-- Start of TEXT EXTRACT --
Avengers: Endgame is ruling the box office as expected. After a decade’s worth of intersecting movies, the exciting conclusion has finally hit theaters. Usually in my reviews, I write about the good, the bad, and the fascinating of the movie I’m reviewing. However, considering that Avengers: Infinity War and Avengers: Endgame are essentially two parts of one movie, I’m doing this one a little differently by writing about my thoughts on each film individually and then my thoughts on them as a whole. Let’s take a closer look at this titanic movie event to see if it’s been worth all they hype.
Avenger: Infinity War
Avengers: Infinity War was the first time the Avengers had met up since Captain America: the Winter Soldier, and the first time some of the other characters like Dr. Strange and the Guardians of the Galaxy met the rest of the Marvel heroes. Everything built up to this movie and it led to some of the best action ever seen in film. The action basically runs nonstop from the very beginning to the end. Every fight is cleverly choreographed and thought out. The filmmakers clearly knew where they wanted to place each of the many characters where they’d have the best impact on the action. It’s all like one big roller coaster ride for two and a half hours.
Despite the action being especially great, a movie needs more than just action. It needs to have a good story to it as well. The story in Infinity War is so all over the place that it doesn’t really have a coherent plot. There are a lot of subplots and not much of one main plot. Thor is off finding a replacement for his hammer, Captain America and his group come out of hiding to go to Wakanda to help the Vision. Iron Man and his group leave the other superheroes behind to go to space in order to fight Thanos. Other than Thanos attacking various groups of characters, there’s not much tying the many subplots together. It’s all about stopping Thanos from eliminating half of all living beings, which makes sense, but we don’t know much about why he wants to do so. We know it involves something from his past, but not what that something is. There’s honestly too much going on for there to be a coherent narrative.
One of the most exciting parts of Infinity War is the team ups. Characters who we have never seen on screen before come together for hilarious banter and for epic combo attacks during fights. Some of these include Spider-Man web-slinging through Doctor Strange’s portals, Winter Soldier lifting Rocket Raccoon to gun down some aliens, and Okoye and Black Widow double-teaming one of Thanos’ henchmen. Some of the best moments were the banter between characters just meeting for the first time, like Iron Man and Star-Lord arguing about a plan of attack. It was just as fun seeing characters meet up for the first time here as it was back in The Avengers.
-- End of TEXT EXTRACT --
- REQUIRED WORK -
For each statement below, say yes or no to whether it agrees with the review, and quote the exact words of the review that decide it. (a) The action in Infinity War runs nonstop from start to finish. (b) Infinity War makes clear why Thanos wants to eliminate half of all living beings. (c) Captain America and his group go to space to fight Thanos.
-- Start of LISTED ENTRIES --
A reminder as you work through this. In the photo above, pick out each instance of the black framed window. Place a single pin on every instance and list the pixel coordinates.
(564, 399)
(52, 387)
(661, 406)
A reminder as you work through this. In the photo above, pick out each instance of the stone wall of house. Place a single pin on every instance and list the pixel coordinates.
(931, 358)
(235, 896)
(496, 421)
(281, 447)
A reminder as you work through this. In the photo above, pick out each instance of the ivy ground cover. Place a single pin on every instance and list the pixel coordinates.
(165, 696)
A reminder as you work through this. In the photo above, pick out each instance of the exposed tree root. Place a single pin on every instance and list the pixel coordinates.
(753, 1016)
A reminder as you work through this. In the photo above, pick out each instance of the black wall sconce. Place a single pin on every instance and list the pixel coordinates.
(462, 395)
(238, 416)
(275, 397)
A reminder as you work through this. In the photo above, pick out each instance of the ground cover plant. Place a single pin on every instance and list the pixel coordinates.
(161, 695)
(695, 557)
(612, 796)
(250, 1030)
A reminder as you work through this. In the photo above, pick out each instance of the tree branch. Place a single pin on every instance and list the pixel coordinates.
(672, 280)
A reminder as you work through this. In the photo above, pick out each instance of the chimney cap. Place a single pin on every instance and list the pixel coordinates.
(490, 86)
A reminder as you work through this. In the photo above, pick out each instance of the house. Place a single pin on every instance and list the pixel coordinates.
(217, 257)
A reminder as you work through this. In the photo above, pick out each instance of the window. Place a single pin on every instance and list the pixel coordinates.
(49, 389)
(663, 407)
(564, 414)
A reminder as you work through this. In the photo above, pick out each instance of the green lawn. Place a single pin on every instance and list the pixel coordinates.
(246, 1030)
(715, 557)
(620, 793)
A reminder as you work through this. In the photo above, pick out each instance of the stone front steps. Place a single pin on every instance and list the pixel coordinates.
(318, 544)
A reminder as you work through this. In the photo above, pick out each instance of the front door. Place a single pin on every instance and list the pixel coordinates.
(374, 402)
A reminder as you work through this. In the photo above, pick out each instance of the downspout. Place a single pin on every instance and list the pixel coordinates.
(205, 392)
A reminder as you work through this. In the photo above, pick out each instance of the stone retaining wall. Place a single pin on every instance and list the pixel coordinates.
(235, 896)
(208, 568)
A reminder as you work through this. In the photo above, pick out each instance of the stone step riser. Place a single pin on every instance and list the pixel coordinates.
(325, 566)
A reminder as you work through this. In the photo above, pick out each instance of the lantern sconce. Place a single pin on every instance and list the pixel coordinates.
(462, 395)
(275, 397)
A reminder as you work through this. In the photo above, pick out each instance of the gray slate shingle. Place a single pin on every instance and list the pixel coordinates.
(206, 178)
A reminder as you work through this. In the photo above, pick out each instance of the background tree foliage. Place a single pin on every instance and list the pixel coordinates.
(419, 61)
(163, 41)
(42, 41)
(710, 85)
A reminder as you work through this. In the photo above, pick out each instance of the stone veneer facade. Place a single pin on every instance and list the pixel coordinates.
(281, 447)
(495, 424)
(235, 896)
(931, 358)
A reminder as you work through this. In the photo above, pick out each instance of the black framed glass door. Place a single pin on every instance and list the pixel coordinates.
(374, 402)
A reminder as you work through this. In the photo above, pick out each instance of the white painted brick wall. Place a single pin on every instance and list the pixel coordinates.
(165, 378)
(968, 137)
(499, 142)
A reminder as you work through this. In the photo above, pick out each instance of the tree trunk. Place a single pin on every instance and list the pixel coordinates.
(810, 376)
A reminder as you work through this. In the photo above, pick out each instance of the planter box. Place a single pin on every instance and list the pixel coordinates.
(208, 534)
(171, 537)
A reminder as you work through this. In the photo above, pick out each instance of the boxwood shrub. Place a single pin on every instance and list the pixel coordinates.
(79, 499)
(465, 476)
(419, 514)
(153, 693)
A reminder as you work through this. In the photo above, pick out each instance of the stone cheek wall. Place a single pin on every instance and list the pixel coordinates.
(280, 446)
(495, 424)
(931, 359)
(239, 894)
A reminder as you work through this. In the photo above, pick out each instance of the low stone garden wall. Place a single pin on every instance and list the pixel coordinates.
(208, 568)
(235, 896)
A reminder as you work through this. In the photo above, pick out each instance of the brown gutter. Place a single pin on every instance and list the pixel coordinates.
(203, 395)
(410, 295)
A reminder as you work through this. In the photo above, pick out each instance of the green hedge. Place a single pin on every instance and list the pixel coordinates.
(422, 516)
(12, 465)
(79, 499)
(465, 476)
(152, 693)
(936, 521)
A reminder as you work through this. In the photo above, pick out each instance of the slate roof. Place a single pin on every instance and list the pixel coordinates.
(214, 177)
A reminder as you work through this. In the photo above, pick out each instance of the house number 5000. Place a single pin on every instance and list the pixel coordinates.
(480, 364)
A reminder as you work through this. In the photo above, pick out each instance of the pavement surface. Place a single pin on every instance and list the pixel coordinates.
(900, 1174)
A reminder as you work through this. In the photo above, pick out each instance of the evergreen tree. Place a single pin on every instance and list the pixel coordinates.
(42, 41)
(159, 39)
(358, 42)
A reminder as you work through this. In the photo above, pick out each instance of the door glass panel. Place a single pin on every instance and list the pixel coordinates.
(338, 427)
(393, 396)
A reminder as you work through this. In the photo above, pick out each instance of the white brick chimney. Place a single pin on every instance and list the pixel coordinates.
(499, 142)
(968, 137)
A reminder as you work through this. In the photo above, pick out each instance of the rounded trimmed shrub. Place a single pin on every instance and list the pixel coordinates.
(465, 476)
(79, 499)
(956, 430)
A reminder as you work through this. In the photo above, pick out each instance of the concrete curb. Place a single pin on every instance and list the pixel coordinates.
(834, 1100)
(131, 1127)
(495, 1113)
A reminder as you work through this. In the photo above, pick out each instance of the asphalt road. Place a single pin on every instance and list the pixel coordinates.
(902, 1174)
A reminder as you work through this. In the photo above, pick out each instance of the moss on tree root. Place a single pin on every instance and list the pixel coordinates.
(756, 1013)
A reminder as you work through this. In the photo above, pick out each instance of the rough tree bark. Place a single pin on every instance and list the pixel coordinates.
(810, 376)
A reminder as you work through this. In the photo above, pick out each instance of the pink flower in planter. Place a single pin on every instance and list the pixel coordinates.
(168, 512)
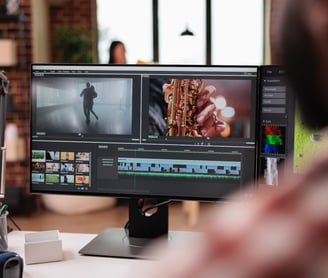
-- End of LISTED ENTRIES --
- SOLUTION TO THIS PROBLEM -
(a) Yes: "The action basically runs nonstop from the very beginning to the end."
(b) No: "we don’t know much about why he wants to do so."
(c) No: "Captain America and his group come out of hiding to go to Wakanda to help the Vision."